**AANGELEVERDE TEKST:**
Schoolclubs: Leerlingen met overeenkomstige interesses hebben vaak de wens deze interesses als leden van schoolclubs met elkaar te delen. Maar dikwijls beogen deze clubs hoofdzakelijk gezellige omgang. En men heeft opgemerkt dat het meedoen aan zulke activiteiten van bepaalde groepen leerlingen vaak tot immoreel gedrag leidt. Met het oog op deze mogelijkheid vinden wij dat er zorgvuldig moet worden overwogen of men zich wel bij zo’n schoolclub zal aansluiten.

Belangrijke vragen die jonge Getuigen en hun ouders in hun overwegingen zouden kunnen betrekken, zijn onder andere: Zijn de activiteiten van de club tot de schooluren beperkt? Staan ze onder nauw toezicht van de school? Zal het lidmaatschap van de club ook na schooltijd tijd vergen die beter besteed kan worden aan gezins- of gemeenteactiviteiten? Uiteindelijk hebben de ouders de verantwoordelijkheid te beslissen of zij hun kinderen al dan niet zullen toestaan lid van een club of schoolorganisatie te worden.

**GEGEVENS:**
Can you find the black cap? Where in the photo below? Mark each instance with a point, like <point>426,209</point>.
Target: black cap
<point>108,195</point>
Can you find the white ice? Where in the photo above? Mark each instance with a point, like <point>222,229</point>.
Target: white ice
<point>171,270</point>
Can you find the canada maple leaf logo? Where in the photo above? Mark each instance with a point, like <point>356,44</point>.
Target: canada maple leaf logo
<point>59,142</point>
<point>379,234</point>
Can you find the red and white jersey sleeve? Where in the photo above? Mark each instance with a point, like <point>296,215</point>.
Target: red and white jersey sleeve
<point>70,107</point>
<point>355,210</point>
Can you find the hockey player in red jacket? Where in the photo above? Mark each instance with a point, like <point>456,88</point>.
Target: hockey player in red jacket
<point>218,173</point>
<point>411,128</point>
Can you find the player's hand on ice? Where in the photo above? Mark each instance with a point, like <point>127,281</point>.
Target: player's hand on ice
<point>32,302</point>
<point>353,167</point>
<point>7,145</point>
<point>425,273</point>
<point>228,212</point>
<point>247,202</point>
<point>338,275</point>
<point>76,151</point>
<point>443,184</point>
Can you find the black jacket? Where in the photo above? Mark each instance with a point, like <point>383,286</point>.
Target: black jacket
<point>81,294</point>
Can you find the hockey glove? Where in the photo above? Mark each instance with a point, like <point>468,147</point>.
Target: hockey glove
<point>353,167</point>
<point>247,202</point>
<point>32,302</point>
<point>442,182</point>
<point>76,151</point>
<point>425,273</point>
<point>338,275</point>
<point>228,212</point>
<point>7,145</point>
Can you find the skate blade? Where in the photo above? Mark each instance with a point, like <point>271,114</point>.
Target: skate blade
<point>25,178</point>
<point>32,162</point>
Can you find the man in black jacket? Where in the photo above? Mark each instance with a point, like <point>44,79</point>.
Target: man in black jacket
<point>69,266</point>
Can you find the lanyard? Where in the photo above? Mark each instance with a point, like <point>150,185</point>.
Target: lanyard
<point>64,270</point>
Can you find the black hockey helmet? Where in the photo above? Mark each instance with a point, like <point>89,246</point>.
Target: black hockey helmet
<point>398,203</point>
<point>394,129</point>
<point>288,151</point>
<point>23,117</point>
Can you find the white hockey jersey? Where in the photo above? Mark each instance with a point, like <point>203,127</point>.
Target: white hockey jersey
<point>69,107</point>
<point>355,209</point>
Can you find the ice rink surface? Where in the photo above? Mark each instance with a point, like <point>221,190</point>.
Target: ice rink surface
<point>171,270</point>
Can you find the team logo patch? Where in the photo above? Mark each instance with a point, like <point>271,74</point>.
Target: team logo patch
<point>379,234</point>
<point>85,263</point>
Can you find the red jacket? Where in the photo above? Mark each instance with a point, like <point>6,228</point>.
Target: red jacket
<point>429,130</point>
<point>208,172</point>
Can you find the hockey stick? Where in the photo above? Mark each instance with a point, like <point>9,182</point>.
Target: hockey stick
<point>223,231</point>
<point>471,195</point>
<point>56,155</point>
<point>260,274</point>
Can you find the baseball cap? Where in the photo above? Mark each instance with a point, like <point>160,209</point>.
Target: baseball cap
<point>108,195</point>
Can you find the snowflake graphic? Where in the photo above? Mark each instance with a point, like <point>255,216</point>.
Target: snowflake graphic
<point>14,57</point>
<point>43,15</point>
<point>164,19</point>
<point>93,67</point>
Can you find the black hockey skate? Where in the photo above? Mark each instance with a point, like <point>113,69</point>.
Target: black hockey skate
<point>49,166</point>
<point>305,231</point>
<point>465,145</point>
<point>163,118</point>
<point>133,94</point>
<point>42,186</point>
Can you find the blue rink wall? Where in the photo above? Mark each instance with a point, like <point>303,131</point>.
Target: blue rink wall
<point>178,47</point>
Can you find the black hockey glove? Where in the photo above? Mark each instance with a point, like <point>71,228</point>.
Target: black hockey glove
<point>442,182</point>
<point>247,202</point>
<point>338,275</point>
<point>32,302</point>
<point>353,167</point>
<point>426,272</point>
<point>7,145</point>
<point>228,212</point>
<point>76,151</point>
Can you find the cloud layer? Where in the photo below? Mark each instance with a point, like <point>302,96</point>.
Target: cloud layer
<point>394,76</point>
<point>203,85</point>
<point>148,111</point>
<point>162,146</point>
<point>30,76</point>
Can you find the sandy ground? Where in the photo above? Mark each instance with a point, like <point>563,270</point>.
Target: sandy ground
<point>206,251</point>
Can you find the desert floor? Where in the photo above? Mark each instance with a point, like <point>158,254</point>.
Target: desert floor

**OPDRACHT:** Leg uit waarom de tekst over schoolclubs vindt dat zorgvuldig moet worden overwogen of men lid wordt van een schoolclub. Gebruik alleen de redenen die de tekst zelf noemt.

**UITKOMST:** Zulke clubs zijn volgens de tekst vaak vooral gericht op gezellige omgang. Ook is opgemerkt dat meedoen aan zulke activiteiten van bepaalde groepen leerlingen vaak tot immoreel gedrag leidt. Met het oog op die mogelijkheid moet het lidmaatschap zorgvuldig worden overwogen.